[DO THIS]
Pull out every line of the data below that contains the word "tree", treating uppercase and lowercase as different.

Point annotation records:

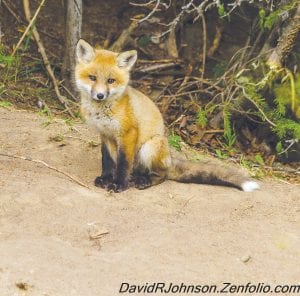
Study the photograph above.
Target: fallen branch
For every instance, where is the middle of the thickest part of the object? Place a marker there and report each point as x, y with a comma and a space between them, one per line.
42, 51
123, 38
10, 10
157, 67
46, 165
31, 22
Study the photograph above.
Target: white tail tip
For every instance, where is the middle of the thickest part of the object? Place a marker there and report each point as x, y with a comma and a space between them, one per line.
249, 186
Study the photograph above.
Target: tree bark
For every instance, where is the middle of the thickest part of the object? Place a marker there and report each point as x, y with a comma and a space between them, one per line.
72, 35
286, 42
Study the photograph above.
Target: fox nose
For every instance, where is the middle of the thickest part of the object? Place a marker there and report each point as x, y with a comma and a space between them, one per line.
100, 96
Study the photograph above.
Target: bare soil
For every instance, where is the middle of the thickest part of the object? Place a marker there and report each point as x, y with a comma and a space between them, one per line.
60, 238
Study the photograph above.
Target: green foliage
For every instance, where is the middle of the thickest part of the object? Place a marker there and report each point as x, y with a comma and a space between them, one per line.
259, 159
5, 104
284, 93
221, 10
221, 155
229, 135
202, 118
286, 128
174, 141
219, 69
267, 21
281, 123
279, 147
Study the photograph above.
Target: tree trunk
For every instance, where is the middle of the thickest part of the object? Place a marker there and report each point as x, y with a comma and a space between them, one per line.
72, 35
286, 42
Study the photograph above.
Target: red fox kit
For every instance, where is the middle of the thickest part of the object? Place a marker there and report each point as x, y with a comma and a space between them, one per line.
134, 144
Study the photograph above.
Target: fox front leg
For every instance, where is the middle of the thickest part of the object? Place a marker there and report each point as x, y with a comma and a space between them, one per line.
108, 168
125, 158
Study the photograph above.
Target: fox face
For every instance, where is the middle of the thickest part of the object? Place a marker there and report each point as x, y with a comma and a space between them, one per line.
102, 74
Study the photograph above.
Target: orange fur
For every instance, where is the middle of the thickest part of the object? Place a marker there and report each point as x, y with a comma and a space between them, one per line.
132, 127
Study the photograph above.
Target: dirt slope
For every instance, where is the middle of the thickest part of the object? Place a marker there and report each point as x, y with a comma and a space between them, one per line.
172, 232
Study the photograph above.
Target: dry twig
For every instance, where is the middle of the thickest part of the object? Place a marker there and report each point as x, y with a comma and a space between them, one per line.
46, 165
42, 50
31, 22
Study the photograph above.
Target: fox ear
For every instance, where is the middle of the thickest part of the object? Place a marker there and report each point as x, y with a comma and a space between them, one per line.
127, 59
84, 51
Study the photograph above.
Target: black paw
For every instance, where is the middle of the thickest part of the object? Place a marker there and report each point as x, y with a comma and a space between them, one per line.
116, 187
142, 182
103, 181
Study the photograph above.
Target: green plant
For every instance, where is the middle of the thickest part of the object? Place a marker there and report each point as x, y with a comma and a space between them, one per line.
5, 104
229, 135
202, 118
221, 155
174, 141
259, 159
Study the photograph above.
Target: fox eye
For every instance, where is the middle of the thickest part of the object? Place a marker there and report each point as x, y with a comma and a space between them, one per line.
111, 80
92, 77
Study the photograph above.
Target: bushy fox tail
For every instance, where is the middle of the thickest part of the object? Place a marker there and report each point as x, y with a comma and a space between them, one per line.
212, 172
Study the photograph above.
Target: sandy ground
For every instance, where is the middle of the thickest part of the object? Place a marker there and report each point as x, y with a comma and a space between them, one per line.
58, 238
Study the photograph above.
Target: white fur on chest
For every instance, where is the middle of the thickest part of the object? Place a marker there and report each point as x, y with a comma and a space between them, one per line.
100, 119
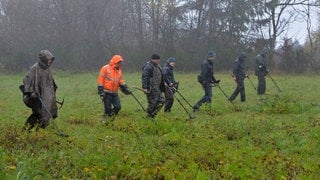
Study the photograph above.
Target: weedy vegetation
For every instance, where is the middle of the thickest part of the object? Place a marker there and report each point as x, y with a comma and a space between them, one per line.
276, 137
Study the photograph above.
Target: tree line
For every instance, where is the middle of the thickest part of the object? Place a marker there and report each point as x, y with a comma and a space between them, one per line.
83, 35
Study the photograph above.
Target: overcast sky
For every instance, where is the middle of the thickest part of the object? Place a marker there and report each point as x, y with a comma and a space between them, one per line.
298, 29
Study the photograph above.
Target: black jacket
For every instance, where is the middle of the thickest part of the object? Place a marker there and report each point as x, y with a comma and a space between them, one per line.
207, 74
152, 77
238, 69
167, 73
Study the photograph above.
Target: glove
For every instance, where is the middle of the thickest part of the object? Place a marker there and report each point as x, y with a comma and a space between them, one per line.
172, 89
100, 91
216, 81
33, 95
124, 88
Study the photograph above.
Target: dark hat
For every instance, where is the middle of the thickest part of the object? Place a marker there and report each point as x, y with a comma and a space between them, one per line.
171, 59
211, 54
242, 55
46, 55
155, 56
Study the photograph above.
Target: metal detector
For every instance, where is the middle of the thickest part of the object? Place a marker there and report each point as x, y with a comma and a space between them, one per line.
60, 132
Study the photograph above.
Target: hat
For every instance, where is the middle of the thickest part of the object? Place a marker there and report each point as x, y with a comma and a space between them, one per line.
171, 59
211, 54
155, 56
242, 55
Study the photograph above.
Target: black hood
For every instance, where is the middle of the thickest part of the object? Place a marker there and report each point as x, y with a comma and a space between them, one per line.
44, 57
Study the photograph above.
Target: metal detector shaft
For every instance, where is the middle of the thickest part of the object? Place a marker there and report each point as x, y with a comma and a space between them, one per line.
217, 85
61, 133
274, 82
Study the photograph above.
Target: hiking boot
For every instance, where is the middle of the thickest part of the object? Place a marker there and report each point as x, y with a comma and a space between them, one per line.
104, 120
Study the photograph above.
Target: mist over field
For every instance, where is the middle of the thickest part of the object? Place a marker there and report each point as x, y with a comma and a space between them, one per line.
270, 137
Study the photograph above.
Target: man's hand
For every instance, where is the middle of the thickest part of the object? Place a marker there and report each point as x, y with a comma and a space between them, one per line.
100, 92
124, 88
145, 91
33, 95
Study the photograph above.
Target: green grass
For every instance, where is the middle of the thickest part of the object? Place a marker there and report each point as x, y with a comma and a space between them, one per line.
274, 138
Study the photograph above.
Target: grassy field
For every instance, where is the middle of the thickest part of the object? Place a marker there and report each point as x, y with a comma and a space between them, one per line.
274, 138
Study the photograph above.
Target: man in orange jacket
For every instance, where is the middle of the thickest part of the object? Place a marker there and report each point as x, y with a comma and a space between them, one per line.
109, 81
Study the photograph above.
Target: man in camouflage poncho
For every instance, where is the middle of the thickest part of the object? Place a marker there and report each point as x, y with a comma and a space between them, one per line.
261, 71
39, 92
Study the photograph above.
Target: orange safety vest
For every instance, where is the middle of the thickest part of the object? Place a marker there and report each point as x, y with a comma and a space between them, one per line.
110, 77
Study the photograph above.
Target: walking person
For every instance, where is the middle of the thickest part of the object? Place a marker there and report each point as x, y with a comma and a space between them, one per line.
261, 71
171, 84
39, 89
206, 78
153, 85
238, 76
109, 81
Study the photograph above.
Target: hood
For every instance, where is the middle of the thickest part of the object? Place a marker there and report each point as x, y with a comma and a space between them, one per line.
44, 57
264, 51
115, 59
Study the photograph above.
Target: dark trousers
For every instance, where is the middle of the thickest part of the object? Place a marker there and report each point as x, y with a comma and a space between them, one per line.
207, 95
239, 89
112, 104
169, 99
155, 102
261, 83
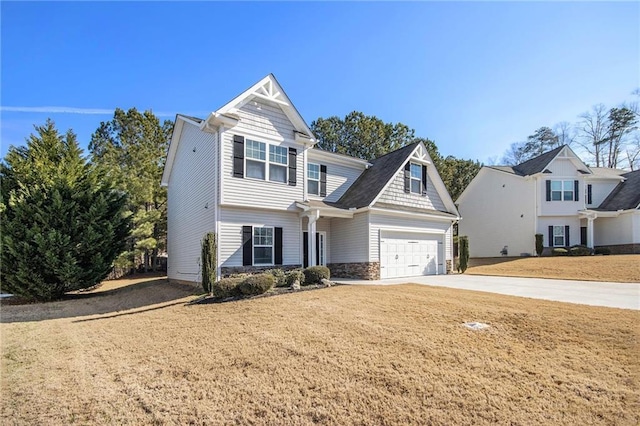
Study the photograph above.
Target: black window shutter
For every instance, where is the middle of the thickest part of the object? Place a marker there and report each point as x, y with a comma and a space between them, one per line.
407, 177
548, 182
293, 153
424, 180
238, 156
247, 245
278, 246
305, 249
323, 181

[SOLVED EXERCISE]
Target: tree bark
Target: tree trunk
Target: tree line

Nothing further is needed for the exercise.